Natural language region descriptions

————

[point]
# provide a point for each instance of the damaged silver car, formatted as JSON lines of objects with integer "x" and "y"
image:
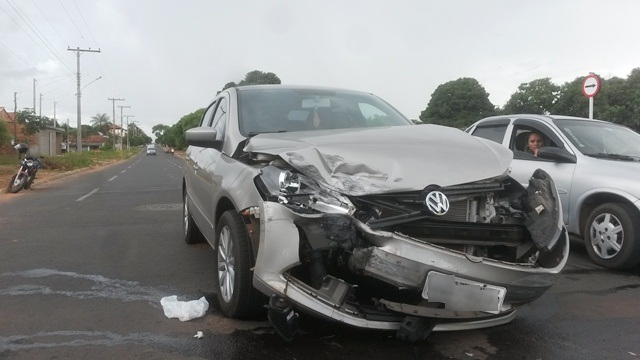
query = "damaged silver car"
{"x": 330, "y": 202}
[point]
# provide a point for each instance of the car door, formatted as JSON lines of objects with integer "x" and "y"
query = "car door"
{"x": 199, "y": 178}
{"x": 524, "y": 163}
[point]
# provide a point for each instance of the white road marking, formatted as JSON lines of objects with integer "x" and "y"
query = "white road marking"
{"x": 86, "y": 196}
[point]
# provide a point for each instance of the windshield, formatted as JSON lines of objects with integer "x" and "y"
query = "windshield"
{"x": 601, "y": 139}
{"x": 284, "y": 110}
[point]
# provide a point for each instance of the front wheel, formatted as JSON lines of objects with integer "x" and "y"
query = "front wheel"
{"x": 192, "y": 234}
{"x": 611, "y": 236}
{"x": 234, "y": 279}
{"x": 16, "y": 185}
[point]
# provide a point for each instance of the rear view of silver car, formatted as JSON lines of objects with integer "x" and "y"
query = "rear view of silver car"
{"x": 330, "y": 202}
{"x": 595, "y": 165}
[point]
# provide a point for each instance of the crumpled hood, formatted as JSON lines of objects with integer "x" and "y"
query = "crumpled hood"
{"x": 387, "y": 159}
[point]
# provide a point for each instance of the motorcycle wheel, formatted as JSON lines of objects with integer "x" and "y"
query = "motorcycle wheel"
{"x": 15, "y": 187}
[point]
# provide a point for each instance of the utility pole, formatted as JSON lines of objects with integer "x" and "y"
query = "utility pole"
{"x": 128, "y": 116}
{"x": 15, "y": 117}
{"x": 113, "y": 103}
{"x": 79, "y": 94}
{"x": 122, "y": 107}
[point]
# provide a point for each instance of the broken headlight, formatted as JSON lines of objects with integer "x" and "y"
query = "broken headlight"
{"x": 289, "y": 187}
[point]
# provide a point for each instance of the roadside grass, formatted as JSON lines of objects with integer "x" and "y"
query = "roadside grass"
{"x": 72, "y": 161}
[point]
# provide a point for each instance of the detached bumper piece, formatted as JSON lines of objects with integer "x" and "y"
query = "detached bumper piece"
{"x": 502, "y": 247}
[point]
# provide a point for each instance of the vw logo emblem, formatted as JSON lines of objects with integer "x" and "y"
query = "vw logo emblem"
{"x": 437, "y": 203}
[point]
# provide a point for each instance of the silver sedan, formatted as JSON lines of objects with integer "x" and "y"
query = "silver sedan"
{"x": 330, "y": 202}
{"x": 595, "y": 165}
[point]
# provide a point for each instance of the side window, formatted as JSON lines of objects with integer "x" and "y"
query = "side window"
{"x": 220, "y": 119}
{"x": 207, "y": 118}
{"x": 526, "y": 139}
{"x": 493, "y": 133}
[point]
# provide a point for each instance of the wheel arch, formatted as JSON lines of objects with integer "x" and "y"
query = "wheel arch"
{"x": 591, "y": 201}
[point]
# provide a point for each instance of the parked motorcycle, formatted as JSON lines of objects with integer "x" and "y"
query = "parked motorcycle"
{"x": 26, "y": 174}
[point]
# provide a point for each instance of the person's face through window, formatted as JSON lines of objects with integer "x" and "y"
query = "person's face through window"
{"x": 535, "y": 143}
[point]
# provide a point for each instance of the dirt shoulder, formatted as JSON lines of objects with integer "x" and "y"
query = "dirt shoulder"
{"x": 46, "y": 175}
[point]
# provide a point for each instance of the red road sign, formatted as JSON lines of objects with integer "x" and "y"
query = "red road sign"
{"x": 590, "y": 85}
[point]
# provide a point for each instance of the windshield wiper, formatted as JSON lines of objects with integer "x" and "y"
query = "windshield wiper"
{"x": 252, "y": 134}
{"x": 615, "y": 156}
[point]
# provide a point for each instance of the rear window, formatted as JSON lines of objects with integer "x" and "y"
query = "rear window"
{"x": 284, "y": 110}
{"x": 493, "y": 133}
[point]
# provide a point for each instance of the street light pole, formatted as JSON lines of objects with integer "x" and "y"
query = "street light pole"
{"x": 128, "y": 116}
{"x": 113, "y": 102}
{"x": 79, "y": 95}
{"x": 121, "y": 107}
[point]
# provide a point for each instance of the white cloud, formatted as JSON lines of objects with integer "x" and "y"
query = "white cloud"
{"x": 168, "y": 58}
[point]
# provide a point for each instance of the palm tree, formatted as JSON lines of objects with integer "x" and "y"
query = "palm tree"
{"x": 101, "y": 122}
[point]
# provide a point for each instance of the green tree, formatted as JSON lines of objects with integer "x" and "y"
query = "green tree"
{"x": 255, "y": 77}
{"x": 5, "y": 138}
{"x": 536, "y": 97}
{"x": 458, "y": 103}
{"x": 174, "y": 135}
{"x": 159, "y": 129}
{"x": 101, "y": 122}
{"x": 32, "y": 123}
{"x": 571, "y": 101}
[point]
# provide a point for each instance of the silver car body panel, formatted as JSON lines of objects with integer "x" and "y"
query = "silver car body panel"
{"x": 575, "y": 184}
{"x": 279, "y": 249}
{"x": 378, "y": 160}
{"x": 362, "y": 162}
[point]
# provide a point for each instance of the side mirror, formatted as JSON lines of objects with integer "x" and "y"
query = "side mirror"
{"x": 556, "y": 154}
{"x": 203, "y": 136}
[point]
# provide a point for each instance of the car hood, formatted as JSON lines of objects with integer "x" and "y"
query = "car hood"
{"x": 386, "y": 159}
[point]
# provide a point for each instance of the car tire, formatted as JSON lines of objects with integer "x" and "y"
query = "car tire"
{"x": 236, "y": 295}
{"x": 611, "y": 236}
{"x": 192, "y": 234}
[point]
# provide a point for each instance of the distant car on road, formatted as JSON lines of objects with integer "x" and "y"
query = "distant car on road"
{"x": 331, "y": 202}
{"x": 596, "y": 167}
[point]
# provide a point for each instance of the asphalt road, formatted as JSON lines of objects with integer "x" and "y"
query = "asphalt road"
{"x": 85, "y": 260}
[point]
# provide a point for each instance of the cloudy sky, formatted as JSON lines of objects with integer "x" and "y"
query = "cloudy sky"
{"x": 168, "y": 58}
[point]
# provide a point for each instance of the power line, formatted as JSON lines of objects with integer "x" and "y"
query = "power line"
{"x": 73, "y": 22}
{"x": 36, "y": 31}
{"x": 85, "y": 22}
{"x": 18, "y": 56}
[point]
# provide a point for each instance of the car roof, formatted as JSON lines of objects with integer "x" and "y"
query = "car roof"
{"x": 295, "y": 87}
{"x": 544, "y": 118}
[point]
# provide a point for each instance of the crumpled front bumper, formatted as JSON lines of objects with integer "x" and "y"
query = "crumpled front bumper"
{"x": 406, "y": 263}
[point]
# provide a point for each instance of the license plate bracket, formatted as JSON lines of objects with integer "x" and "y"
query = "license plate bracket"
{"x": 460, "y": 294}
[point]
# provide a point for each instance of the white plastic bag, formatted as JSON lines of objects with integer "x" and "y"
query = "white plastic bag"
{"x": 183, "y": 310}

————

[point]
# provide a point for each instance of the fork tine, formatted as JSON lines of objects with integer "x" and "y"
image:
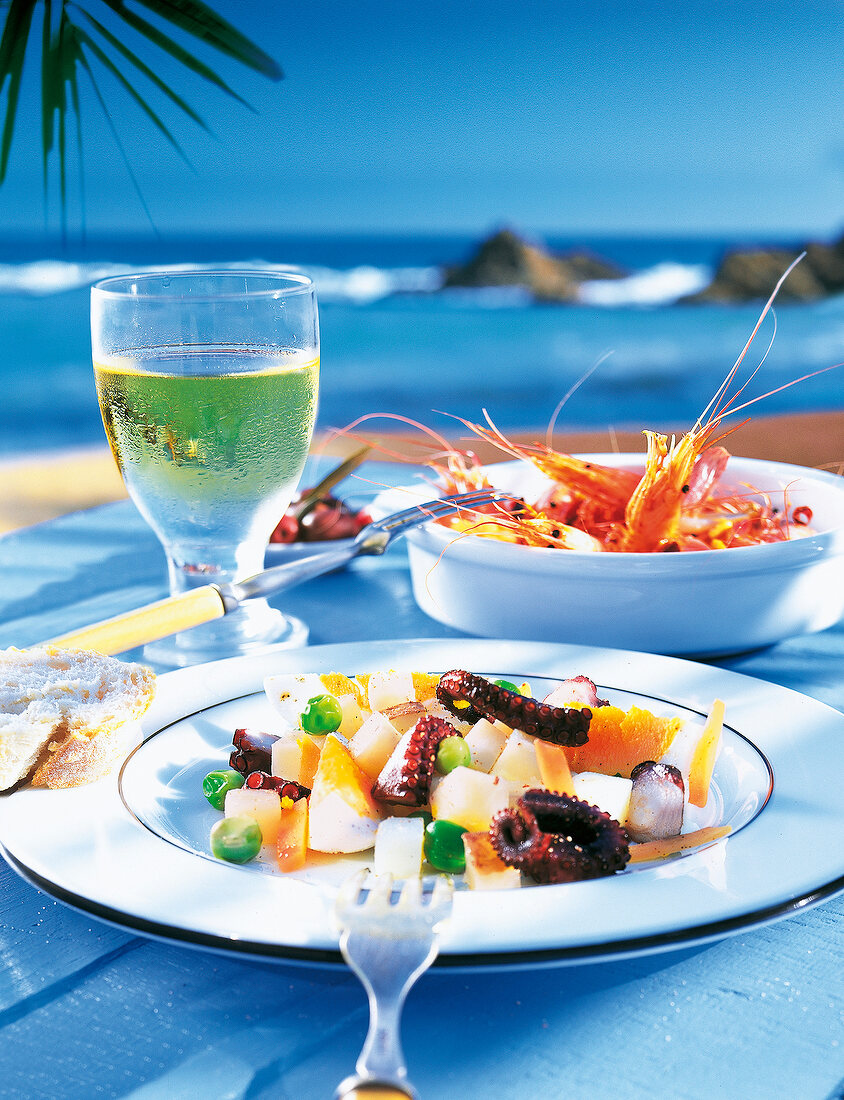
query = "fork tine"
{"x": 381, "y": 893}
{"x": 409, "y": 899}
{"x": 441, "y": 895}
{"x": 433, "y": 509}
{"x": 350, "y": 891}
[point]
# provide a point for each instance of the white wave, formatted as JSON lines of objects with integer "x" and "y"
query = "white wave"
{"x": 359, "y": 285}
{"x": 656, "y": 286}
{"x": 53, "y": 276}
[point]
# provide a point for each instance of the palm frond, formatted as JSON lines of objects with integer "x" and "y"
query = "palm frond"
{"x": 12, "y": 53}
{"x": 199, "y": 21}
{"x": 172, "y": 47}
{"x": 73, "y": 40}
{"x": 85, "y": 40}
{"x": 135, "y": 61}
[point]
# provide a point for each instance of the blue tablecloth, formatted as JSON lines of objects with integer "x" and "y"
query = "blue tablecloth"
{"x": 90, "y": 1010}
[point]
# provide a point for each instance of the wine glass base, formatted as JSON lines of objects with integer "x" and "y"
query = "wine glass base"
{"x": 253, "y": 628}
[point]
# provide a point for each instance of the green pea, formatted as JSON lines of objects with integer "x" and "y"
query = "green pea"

————

Could you reproduce exactly the lines of the entries above, from the one with "# provide a point for each instance of the red" through the one with "# provide a point for each instance of the street", and nothing else?

SOLUTION TO THE EXERCISE:
# provide a point for each instance of the red road sign, formatted as JSON lines of objects with integer "x" and "y"
query = "red road sign"
{"x": 590, "y": 85}
[point]
# provide a point for each instance of the windshield wiper, formatted as JSON lines of objects with integer "x" and "y"
query = "windshield wiper"
{"x": 252, "y": 134}
{"x": 615, "y": 156}
[point]
# provide a point for each instance of the rear window, formatted as JSON lines of objects with integer "x" and "y"
query = "rear window"
{"x": 284, "y": 110}
{"x": 493, "y": 133}
[point]
# provide a point for each instance of the street light pole, formatted as JSON lines of objects with integer "x" and "y"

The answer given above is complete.